» Exercício: Reproduza, sem mudar nada, a parte do trecho sobre moradores de rua que começa em "Mendigos são desconcertantes." e vai até "há como ignorá-los.".

» Trecho apresentado:
Seguindo esse raciocínio, não era mendiga a mulher que ficava em uma calçada do Centro, vigiando uma ou duas sacolas abarrotadas, sempre com olhar distante. Incomodada por seus chinelos de dedo naqueles dias gelados e chuvosos, encasquetei de dar a ela um par de crocs e um par de meias. Mas, no dia em que eu me lembrava de carregar comigo a doação, ela sumia. Até que finalmente houve a coincidência. Eu estava com as meias na bolsa e ela estava lá, na calçada. Quando ofereci o par para ela ("Eu tenho umas meias aqui, você quer?"), ela recusou ("Não, obrigada"). Virou o rosto e deu o assunto por encerrado. Fiquei desconcertada.

Mendigos são desconcertantes. Por vários motivos. A miséria deles nos cutuca, pensamos que devemos fazer algo. Mas fazer o quê?

É mais fácil quando alguém pede algo para comer ou beber ("Me dá o restinho do refrigerante, tia?"). Você dá (ação) e acredita que matou a fome (resultado). Mas quando eles simplesmente estão lá, enrolados em seus cobertores, não há o que fazer nem há como ignorá-los.

Há outras razões para a visão de um mendigo causar desconforto nas pessoas. A começar pelo estilo de vida que adotaram por vontade própria ou por força das circunstâncias. Não trabalhar, não ter endereço fixo – isso é uma afronta para muita gente que passa a vida em função dessas coisas.

Tenho a impressão de que o número de crianças que perambulam pelo Centro diminuiu muito. Mas os adultos estão por toda parte. Há um rapaz em Curitiba que toca um instrumento imaginário e que muda sempre de rua, mas continua cruzando meu caminho. Um dia ele vai desaparecer sem deixar pistas. Moradores de rua como esse, que parece ter doença mental, me entristecem porque penso que eles já tiveram família. Onde estão aqueles que poderiam cuidar deles, que talvez tenham cuidado deles por muitos anos?

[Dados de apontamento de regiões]
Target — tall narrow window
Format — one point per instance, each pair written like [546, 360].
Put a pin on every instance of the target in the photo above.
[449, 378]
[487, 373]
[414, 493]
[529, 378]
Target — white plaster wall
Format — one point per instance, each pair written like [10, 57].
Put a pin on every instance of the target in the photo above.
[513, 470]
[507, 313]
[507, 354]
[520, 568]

---

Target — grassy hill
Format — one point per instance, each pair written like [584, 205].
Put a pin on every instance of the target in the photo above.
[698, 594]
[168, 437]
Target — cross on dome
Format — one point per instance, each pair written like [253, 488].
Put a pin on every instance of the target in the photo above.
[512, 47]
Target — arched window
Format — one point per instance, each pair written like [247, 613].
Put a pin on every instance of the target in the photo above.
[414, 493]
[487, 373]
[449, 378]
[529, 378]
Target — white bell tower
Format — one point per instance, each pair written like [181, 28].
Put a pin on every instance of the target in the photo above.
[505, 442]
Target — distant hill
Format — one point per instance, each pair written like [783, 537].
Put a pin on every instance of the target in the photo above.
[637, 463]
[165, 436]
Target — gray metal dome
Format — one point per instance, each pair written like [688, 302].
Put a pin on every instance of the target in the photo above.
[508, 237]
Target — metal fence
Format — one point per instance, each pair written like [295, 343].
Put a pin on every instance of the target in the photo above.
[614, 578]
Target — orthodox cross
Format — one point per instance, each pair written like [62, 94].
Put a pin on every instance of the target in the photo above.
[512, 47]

» Resposta esperada:
Mendigos são desconcertantes. Por vários motivos. A miséria deles nos cutuca, pensamos que devemos fazer algo. Mas fazer o quê?

É mais fácil quando alguém pede algo para comer ou beber ("Me dá o restinho do refrigerante, tia?"). Você dá (ação) e acredita que matou a fome (resultado). Mas quando eles simplesmente estão lá, enrolados em seus cobertores, não há o que fazer nem há como ignorá-los.